**Consignes et exigences**
Rassemblez toutes les lignes des enregistrements ci-dessous qui contiennent la chaîne « headlight », puis recopiez-les.

*** Données ***

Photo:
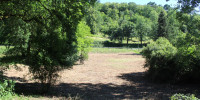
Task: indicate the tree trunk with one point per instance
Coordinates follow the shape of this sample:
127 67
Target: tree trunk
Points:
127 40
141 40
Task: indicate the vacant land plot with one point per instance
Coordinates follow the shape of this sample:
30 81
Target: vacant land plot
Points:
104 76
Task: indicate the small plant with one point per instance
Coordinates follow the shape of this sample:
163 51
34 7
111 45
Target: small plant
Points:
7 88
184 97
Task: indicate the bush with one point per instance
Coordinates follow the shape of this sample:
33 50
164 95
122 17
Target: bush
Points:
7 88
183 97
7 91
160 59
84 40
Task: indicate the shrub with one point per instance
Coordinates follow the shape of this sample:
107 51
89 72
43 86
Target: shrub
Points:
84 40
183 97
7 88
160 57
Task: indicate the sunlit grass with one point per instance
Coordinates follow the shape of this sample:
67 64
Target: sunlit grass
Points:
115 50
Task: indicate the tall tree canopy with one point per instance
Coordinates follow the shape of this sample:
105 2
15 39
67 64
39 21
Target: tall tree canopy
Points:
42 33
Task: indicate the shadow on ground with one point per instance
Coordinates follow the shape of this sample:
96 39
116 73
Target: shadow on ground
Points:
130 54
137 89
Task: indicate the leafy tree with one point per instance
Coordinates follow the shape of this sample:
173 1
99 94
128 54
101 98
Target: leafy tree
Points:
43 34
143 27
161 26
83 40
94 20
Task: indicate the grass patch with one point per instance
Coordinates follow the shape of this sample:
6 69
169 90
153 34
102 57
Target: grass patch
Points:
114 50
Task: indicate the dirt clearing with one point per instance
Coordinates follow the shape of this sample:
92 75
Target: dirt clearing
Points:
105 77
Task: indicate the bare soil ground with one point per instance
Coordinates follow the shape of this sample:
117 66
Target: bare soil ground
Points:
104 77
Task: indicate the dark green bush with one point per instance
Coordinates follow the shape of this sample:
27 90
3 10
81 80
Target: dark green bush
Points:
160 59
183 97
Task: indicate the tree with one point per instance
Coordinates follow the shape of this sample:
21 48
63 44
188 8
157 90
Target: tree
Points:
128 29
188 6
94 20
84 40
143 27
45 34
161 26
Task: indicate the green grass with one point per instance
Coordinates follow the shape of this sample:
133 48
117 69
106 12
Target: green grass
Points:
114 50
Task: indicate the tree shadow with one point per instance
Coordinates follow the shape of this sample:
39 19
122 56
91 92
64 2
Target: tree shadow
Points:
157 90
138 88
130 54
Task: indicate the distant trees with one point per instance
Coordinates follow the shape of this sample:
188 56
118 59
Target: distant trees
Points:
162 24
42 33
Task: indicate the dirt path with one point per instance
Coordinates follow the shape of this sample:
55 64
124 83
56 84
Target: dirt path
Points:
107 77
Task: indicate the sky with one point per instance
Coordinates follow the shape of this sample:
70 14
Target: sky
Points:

***
*** Données ***

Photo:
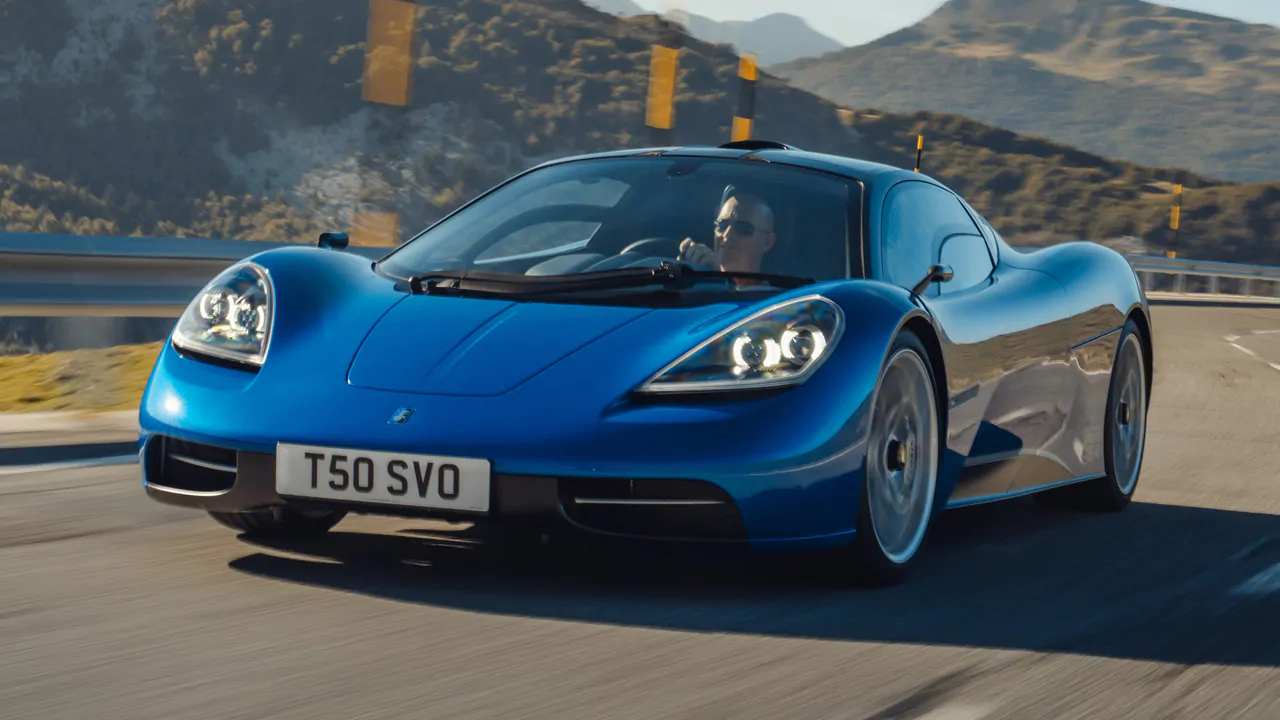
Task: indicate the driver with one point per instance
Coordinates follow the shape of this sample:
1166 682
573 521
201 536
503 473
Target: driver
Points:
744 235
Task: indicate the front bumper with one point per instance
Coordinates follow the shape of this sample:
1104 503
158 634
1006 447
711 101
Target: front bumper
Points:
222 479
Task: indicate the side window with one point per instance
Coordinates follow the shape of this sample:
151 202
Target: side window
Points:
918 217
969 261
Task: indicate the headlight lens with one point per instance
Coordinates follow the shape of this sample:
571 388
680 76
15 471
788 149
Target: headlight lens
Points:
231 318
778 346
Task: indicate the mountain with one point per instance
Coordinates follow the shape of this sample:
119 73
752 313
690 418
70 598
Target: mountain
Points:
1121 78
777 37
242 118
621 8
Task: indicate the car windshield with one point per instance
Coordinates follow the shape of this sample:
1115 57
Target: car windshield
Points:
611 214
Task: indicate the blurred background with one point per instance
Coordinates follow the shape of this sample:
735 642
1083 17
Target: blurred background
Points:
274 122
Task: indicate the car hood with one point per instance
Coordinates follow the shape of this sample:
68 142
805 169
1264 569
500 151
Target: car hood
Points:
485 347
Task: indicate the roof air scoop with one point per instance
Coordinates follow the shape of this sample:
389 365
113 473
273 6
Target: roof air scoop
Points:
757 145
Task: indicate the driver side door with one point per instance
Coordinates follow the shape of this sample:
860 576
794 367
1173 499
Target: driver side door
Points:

***
*** Données ***

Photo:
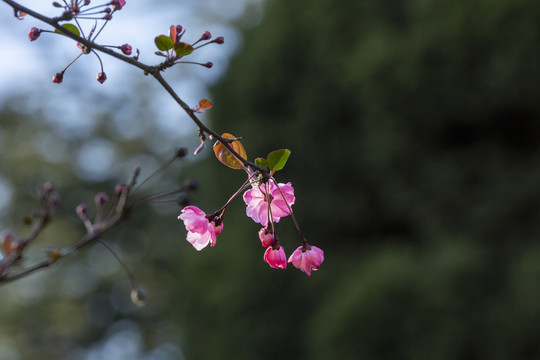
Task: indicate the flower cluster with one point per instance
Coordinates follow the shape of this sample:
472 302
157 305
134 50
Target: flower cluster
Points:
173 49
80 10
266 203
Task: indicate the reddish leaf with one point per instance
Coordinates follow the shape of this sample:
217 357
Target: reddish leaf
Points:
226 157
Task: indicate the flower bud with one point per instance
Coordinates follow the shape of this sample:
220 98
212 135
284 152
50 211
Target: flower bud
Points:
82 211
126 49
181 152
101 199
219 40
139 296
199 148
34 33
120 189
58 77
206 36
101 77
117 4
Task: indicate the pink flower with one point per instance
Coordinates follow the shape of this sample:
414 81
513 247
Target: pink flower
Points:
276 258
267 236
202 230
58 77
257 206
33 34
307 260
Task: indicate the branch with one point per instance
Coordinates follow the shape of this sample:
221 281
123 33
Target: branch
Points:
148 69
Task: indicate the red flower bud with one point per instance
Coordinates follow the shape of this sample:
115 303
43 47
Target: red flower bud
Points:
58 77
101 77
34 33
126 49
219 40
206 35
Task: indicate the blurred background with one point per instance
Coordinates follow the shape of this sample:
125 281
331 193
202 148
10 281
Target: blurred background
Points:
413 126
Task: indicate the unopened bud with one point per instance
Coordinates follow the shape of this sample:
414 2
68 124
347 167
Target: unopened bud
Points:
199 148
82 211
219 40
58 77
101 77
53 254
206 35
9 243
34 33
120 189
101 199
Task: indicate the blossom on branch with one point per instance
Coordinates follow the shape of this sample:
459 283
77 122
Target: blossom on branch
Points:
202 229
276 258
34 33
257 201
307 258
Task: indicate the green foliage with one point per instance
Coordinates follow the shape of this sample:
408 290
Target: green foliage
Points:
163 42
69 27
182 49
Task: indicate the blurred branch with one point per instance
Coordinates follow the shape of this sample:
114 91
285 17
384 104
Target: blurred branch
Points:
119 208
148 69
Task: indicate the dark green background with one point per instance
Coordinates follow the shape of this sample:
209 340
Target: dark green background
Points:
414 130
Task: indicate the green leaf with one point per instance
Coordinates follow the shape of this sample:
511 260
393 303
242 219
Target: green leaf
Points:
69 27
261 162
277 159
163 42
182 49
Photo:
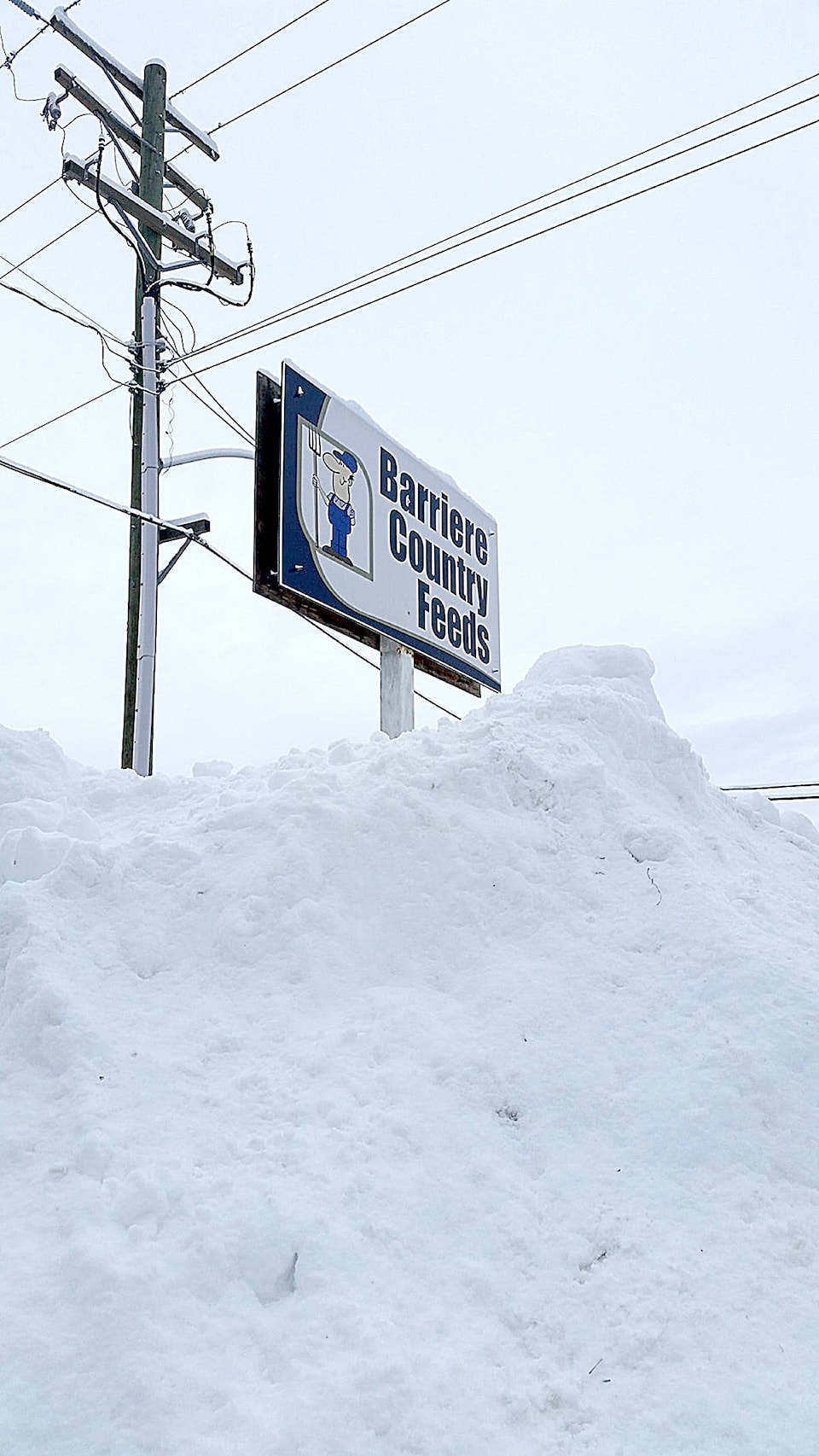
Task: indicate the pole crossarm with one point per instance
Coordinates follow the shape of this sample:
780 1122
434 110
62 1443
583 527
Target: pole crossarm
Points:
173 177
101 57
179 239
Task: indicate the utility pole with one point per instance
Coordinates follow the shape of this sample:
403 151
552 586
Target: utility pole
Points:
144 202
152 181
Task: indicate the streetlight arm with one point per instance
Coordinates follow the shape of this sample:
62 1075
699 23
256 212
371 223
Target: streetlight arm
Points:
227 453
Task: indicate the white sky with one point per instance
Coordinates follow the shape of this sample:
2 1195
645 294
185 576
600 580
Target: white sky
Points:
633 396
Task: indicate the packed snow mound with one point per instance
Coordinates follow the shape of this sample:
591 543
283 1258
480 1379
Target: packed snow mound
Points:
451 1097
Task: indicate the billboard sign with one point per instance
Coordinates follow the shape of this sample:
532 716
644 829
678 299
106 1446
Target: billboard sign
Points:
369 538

***

**Solution de l'exercice**
Task: indicate the headlight lens with one point per instance
Target: headlight lens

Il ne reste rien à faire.